Postérieurement, le gouvernement a repris la Meuse et s’est chargé de l’entretien. Dans l’état actuel des choses, on conçoit très bien que la rive de la Meuse que nous possédons étant en opposition avec celle que possède la Hollande, il importe, pour l’intérêt de la navigation, que le gouvernement se charge des travaux de la Meuse, dont il perçoit d’ailleurs tous les revenus.
Au surplus, je n’entends pas dans ce moment discuter la question en détail, pas plus qu’hier je n’ai entendu discuter, et encore moins décider la question de contribution de la part des propriétaires des poldres. J’ai seulement approuvé la conduite du gouvernement qui examine s’il y a lieu de faire intervenir ces propriétaires dans la dépense du rendiguement.
Il s’est passé, messieurs, un fait nouveau. Des habitants des deux Flandres prétendaient être privés d’un débouché de leurs eaux par suite du traité fait avec la Hollande. Néanmoins, lorsque les chambres ont décrété la construction du canal de Zelzaete, on a forcé les propriétaires à intervenir dans la dépense.
En ce qui concerne les rives de l’Escaut, je ferai remarquer que malgré les prescriptions formelles de la loi de 1831, qui avait accordé un premier crédit, cette loi n’a reçu aucune exécution, quant à la contribution des propriétaires riverains. Je conçois, du reste, qu’il y avait une différence entre le rendiguement de cette digue et le rendiguement du poldre dont il s’agit actuellement.
Mais je n’entends, je le répète, entrer en aucune manière dans la discussion du fond ; seulement je persiste à approuver la conduite du gouvernement en ce sens qu’il examine s’il faut faire intervenir les propriétaires intéressés.
Plusieurs membres. - L’ordre du jour !
M. Cogels. - Messieurs, je n’ai que très peu de mots à dire, car je crois que nous devons effectivement nous occuper de l’objet à l’ordre du jour. Je ferai seulement remarquer qu’il existe une grande différence entre la construction du canal de Zelzaete et le rendiguement dont il est question en ce moment. Le canal de Zelzaete n’était pas un objet d’une grande urgence ; il avait pour destination l’amélioration des propriétés et c’est à cause de cette amélioration qu’on a établi, pour les propriétés intéressées, une contribution qui ne s’élevait qu’au quart de la dépense à faire par le gouvernement.

Exercice court A — Recopiez à l'identique les enregistrements depuis la ligne contenant « Would you mind marking the cracked », incluse, jusqu'à la fin des enregistrements.

(Enregistrements de pointage d'objets nommés)
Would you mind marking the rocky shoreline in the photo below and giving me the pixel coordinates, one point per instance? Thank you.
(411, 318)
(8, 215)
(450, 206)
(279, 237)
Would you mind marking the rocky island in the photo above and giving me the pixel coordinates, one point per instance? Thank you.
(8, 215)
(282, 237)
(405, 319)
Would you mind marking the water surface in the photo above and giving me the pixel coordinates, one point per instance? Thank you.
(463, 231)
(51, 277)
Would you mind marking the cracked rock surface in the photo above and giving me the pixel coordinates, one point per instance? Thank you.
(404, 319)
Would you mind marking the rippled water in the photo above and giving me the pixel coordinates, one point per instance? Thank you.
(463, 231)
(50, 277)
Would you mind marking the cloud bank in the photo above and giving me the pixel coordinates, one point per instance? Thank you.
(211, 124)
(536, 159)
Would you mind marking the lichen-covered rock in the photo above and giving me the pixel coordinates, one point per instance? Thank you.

Exercice court B — Selon le texte, à quelle part de la dépense du gouvernement s'élevait la contribution imposée aux propriétés intéressées par le canal de Zelzaete ?

Réponse A —
Would you mind marking the cracked rock surface in the photo above and giving me the pixel coordinates, one point per instance? Thank you.
(404, 319)
Would you mind marking the rippled water in the photo above and giving me the pixel coordinates, one point per instance? Thank you.
(463, 231)
(50, 277)
Would you mind marking the cloud bank in the photo above and giving me the pixel coordinates, one point per instance? Thank you.
(211, 124)
(536, 159)
Would you mind marking the lichen-covered rock in the photo above and giving me the pixel coordinates, one point per instance? Thank you.

Réponse B — Elle ne s'élevait qu'au quart de la dépense à faire par le gouvernement.